Work task:
In your copy, repeat each record exactly and include no pictures.

------ Input data ------

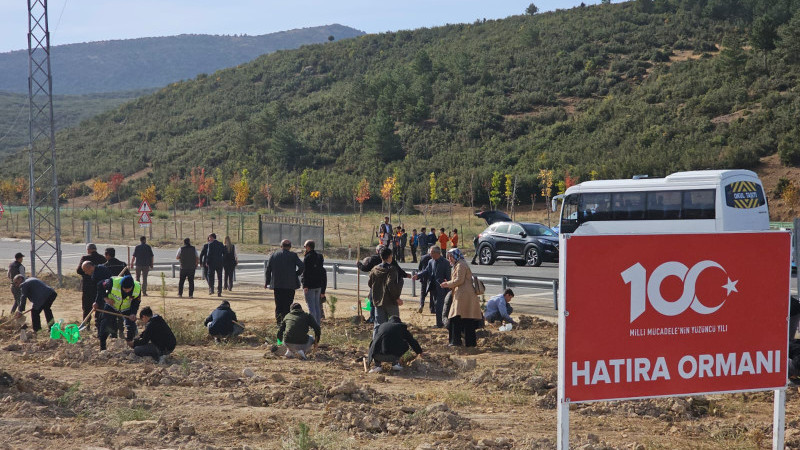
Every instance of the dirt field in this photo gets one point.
(242, 395)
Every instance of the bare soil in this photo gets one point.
(241, 394)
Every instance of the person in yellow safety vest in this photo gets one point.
(122, 296)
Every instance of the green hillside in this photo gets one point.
(153, 62)
(606, 91)
(68, 111)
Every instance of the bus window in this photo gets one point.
(628, 205)
(569, 214)
(663, 205)
(596, 207)
(744, 195)
(699, 204)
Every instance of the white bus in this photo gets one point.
(684, 202)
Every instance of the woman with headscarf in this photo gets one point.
(229, 262)
(465, 311)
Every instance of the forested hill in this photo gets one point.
(124, 65)
(607, 91)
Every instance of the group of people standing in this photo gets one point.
(397, 239)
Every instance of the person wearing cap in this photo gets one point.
(122, 295)
(283, 274)
(187, 255)
(392, 340)
(294, 332)
(366, 265)
(14, 269)
(465, 311)
(222, 322)
(42, 297)
(498, 308)
(143, 261)
(89, 287)
(314, 279)
(157, 339)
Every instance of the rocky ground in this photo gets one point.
(242, 394)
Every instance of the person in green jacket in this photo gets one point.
(294, 332)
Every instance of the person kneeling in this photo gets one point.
(222, 322)
(392, 341)
(294, 332)
(156, 340)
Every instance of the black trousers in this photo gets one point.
(36, 318)
(229, 269)
(457, 326)
(211, 272)
(186, 274)
(283, 300)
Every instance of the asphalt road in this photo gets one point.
(538, 301)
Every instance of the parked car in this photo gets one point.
(525, 243)
(493, 216)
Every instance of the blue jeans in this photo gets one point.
(313, 303)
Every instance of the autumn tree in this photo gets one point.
(494, 193)
(361, 195)
(546, 182)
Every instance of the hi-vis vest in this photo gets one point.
(120, 303)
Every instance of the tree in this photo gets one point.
(763, 36)
(241, 189)
(546, 181)
(494, 193)
(789, 42)
(203, 186)
(362, 195)
(509, 193)
(114, 183)
(386, 192)
(148, 195)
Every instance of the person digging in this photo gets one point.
(122, 296)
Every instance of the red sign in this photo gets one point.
(144, 208)
(656, 315)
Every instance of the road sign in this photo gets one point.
(658, 315)
(145, 207)
(145, 219)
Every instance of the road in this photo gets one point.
(538, 301)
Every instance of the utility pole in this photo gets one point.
(43, 208)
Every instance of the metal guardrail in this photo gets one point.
(336, 269)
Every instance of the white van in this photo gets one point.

------

Output of the exercise:
Every instance of the dirt field in this photo gets one point.
(242, 395)
Every instance of the bare soil in this photo gets one point.
(241, 394)
Every instance of the person in yellow safety vest in this photo gets one point.
(122, 296)
Every instance of the green hillside in this photo gets one point.
(153, 62)
(606, 91)
(68, 111)
Every instance of the bus window in this photo gets one point.
(628, 205)
(569, 214)
(663, 205)
(596, 207)
(744, 195)
(699, 204)
Every instance of the white bus in this photo gets one point.
(684, 202)
Every instance of the woman with headscarf in this photo gets one point.
(229, 262)
(465, 311)
Every instance of the forested hill in this photo gets one point.
(124, 65)
(607, 91)
Every instance of the group of people standing in this photo gets one point.
(397, 239)
Every instance of the person wearing cap in this photo gets one point.
(122, 295)
(283, 274)
(187, 255)
(392, 340)
(294, 332)
(366, 265)
(14, 269)
(465, 311)
(222, 322)
(42, 297)
(498, 308)
(143, 261)
(89, 287)
(314, 279)
(157, 339)
Every instance of the rocky ground in this photo gets one point.
(242, 394)
Every instance of the person in green jacket in this photo gets one point.
(294, 332)
Every instance of the person kneeling in this photo gets one point.
(222, 322)
(392, 341)
(294, 332)
(156, 340)
Every instance of the black trousers in this photo gets one point.
(36, 318)
(229, 269)
(457, 326)
(211, 272)
(186, 274)
(283, 300)
Every instance of the asphalt road in this photo gets one point.
(538, 301)
Every instance of the parked car in this photo gets one point.
(525, 243)
(493, 216)
Every instance of the blue jeans in this photo gets one point.
(313, 303)
Every instance of the autumn tree in this photo gets one point.
(494, 193)
(361, 195)
(546, 182)
Every instance of the hi-vis vest in this photo gets one point.
(120, 303)
Every instance of the tree in this photo gets one point.
(763, 36)
(241, 189)
(546, 181)
(494, 193)
(789, 42)
(203, 186)
(362, 195)
(509, 193)
(114, 183)
(386, 192)
(148, 195)
Every instance of the person digging in this photo gets one point.
(122, 296)
Every instance of the red sign in this photo gets one point.
(144, 208)
(656, 315)
Every instance of the road sign in this photo gets one point.
(658, 315)
(145, 207)
(145, 219)
Every instance of the road in this photo gets one point.
(538, 301)
Every instance of the utility pole in this photo gets one point.
(43, 208)
Every instance of the metal guardrail in this photo gets one point.
(336, 269)
Every instance of the white van in this photo gets one point.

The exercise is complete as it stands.